» **Task 1**
Answer these questions from the forum thread on lightweight scooters:
(a) What scooter does telbet carry on the back of the Hymer 544, and about how much does it weigh?
(b) What weight does David give for the Honda 125?
(c) According to Errolb, how many semi-automatic gears does the Honda Inova 125 have?
» **Task 2**
Return the passage of the forum thread on lightweight scooters from "Its 105kg. Click" to "(Oct 1, 2005)", copied word for word.

» **Selected text**
# Information wanted on lightweight scooters



## telbet (Oct 30, 2006)

At present I carry on the back of my Hymer 544 a 50cc peugeot scooter which weighs approx 87 kg. I would like to change to a 125 cc scooter. Does anyone know of any lightweight scooter which would be suitable to carry 2 people and not be too much heavier. 
Tel 8O


----------



## b16duv (Feb 14, 2006)

How about a Honda 125

David


----------



## telbet (Oct 30, 2006)

*Lightweight scooter*

Hi David, Would you know the approx weight of this Honda? Tel


----------



## GEMMY (Jun 19, 2006)

On our 544 we carried a Piaggio "Fly" 125cc, it weighed in at approx 110kg.The front wheels never picked up off the ground :lol:
tony


----------



## telbet (Oct 30, 2006)

*Link*

Sorry David, didn't notice the link - thanks for the info Tel


----------



## b16duv (Feb 14, 2006)

Hi,

Its 105kg. Click on Honda 125 in my previous post and it will take you to the honda motorcycle website. There's about 6 125 scooters there.

David


----------



## Rapide561 (Oct 1, 2005)

*Scooter*

Hi

I don't know what scooters weigh exactly, but I had 12 crates of beers, a crate of wine and other goodies in the locker at the weekend and the motorhome handled no differently what so ever. Each crate of beer weighed about 10 kg.

Russell


----------



## errolb (Dec 4, 2008)

Hi Tel, The Honda Inova 125 should fit the bill. It has 4 semi-automatic gears, large wheels which give great stability and it weighs in at 99kg.

Good luck

Errolb


----------



## Motorhometone (Jan 7, 2008)

» **Dataset extract**

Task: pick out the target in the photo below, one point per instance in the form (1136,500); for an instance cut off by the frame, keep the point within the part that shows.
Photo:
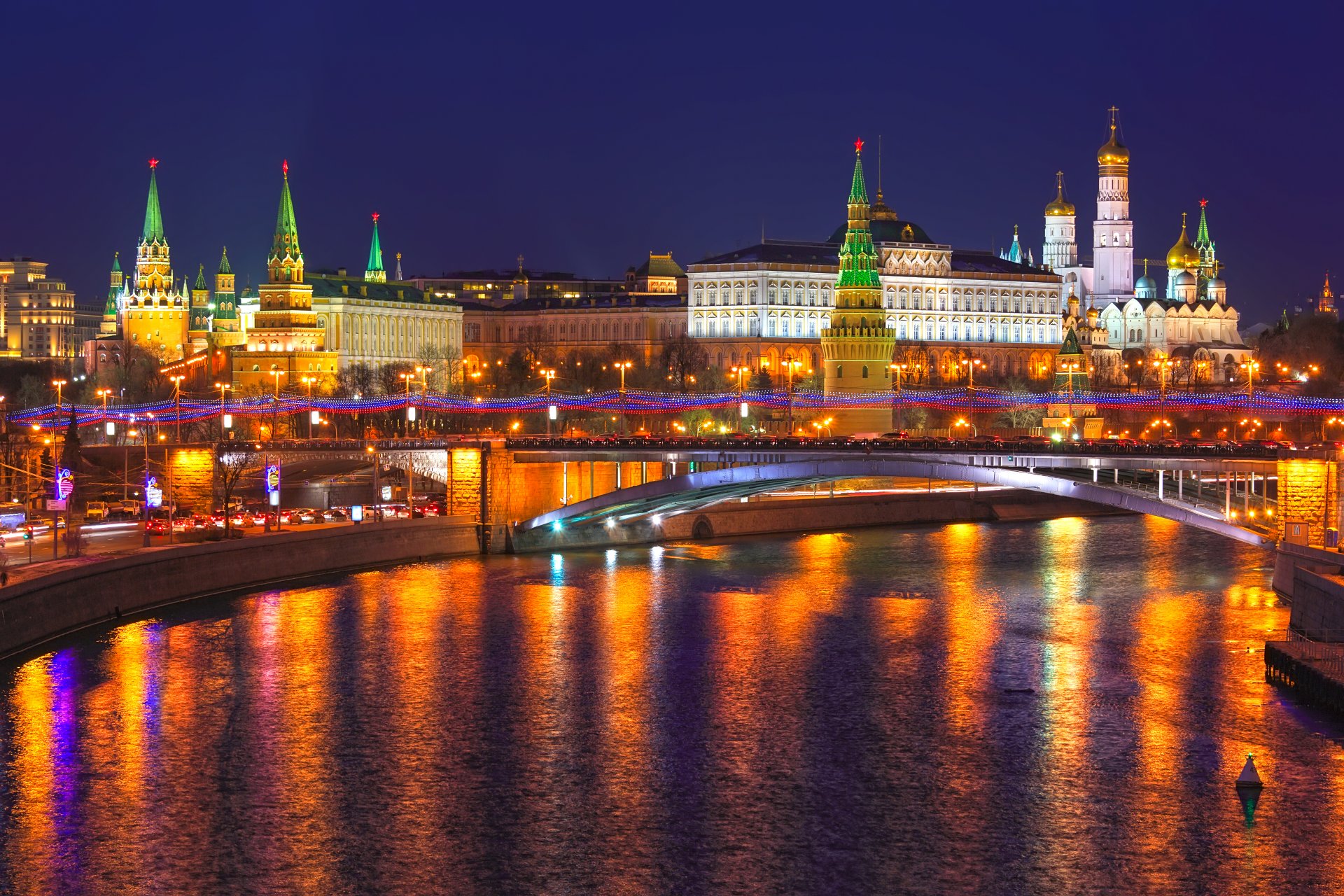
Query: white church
(1190,323)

» **Reply 1**
(a) A 50cc Peugeot scooter weighing about 87 kg.
(b) 105kg.
(c) 4.

» **Reply 2**
Its 105kg. Click on Honda 125 in my previous post and it will take you to the honda motorcycle website. There's about 6 125 scooters there.

David


----------



## Rapide561 (Oct 1, 2005)